-------- Fragmento
Viajó todo lo que pudo y visitó varios frentes de guerra;
entrevistó a los protagonistas y se apasionó junto a las masas
hambrientas de Petrogrado. Y, sobre todo, escribió –a máquina y
en cuartillas no demasiado pulcras–, hasta que el periodista que
más ganaba en Estados Unidos se quedó sin dinero. Las informaciones
sobre la revolución rusa, en plena guerra europea, no interesaban
demasiado a los lectores de su país.
Pidió
ayuda a su refugio de siempre, Masses, pero esta vez no obtuvo
respuesta. Tuvo que aceptar un trabajo de la Cruz Roja
norteamericana. Louise, mientras tanto, escribía sus propios
reportajes. Al caer la noche, se arrebujaban y dormían vestidos sin
haber cenado más que un plato de sopa. Aquella era la vida de los
revolucionarios y, por lo tanto, la vida de John Reed. Estaban
asistiendo al prólogo de los diez días que conmovieron al mundo.
----------------
## Objetivo planteado 1
Reproduce la parte del fragmento sobre John Reed comprendida entre "Viajó todo lo" y "de su país.", ambos inclusive.
## Objetivo planteado 2
Según el fragmento sobre John Reed, ¿qué trabajo tuvo que aceptar Reed cuando se quedó sin dinero?
## Objetivo planteado 3
Escribe cómo sigue el fragmento sobre John Reed a partir de su última oración.
-------- Datos registrados
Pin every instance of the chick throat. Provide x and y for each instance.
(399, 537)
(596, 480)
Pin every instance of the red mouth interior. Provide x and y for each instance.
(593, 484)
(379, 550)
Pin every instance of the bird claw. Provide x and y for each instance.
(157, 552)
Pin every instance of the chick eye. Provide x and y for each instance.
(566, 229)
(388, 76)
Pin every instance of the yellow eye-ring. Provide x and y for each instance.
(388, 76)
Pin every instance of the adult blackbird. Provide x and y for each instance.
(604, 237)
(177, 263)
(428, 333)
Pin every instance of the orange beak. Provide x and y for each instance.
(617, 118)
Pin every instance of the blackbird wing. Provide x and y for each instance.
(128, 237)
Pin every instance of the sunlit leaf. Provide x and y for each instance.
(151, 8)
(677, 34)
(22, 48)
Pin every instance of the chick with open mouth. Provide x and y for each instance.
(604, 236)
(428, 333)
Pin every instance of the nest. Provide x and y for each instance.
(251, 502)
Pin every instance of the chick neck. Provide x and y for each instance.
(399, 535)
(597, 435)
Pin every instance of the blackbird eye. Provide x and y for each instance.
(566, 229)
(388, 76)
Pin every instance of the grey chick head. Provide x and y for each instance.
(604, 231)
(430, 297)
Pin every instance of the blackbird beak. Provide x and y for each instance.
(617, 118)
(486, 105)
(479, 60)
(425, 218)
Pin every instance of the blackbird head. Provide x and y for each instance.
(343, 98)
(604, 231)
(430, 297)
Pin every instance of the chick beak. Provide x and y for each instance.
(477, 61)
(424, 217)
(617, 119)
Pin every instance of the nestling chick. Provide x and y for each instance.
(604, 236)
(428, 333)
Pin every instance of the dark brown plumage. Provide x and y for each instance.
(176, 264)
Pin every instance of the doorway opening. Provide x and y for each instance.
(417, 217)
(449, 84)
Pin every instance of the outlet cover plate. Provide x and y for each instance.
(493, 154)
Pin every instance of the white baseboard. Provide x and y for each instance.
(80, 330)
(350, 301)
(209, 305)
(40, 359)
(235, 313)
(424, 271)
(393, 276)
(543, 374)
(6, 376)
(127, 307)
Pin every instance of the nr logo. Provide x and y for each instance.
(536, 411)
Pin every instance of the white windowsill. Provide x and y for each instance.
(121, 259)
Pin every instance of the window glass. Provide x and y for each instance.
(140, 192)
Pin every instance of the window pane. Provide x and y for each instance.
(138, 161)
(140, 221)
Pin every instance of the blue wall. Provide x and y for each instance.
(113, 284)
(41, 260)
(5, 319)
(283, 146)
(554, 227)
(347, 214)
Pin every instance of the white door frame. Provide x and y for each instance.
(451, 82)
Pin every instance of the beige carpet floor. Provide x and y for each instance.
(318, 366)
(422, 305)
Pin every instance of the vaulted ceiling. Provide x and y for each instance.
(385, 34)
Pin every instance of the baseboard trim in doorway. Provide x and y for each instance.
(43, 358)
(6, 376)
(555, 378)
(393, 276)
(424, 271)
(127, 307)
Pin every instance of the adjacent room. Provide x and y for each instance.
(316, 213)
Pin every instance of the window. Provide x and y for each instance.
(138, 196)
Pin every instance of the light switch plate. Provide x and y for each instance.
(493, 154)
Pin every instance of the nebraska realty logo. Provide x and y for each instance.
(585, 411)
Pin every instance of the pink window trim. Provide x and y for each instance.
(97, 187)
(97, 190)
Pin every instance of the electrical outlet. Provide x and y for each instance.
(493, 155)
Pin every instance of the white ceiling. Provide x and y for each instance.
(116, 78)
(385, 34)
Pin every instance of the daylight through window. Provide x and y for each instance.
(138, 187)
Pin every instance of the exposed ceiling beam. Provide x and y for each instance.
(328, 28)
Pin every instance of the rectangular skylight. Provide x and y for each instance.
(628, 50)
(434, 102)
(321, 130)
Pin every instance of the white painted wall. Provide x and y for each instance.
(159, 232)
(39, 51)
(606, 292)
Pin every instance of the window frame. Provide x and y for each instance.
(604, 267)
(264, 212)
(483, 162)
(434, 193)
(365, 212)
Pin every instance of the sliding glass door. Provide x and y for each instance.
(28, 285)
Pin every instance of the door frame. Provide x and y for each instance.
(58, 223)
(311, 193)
----------------
## Respuesta del ejercicio 1
Viajó todo lo que pudo y visitó varios frentes de guerra;
entrevistó a los protagonistas y se apasionó junto a las masas
hambrientas de Petrogrado. Y, sobre todo, escribió –a máquina y
en cuartillas no demasiado pulcras–, hasta que el periodista que
más ganaba en Estados Unidos se quedó sin dinero. Las informaciones
sobre la revolución rusa, en plena guerra europea, no interesaban
demasiado a los lectores de su país.

## Respuesta del ejercicio 2
Un trabajo de la Cruz Roja norteamericana.

## Respuesta del ejercicio 3
No
podía enviar su trabajo a Estados Unidos, pero continuaba llenando
libretas y libretas de notas, recogiendo panfletos y pasquines y
viviendo la revolución. El libro de John Reed, publicado años
después, en marzo de 1919, no pretende ser objetivo. “En la
contienda mis simpatías no fueron neutrales”, dice en la
presentación: “Pero al relatar la historia de aquellos grandes
días, me he esforzado por observar los acontecimientos con ojos de
concienzudo analista, interesado en hacer constar la verdad”.
Reed trata de reflejar la historia tal y como la vivió. Esta fue su
fórmula revolucionaria para narrar unos días que cambiaron el rumbo
de la historia. Según su biógrafo Robert A. Rosentone, el libro es
“inexacto en detalles y parcial en su punto de vista, pero
comunica el tipo de verdad que está más allá del hecho, que crea
el hecho”.
Diez
días que conmovieron al mundo comienza así: “A finales
de septiembre de 1917, vino a verme un profesor extranjero de
sociología que se encontraba en Rusia”. El profesor escribió
un artículo en el que aseguraba que la revolución “había
entrado en la fase menguante”. Comentario, explica Reed, que
coincidía con el de los círculos de negocios y de intelectuales. El
profesor viajó después por el país y comprobó que “el pueblo
pensaba lo contrario”.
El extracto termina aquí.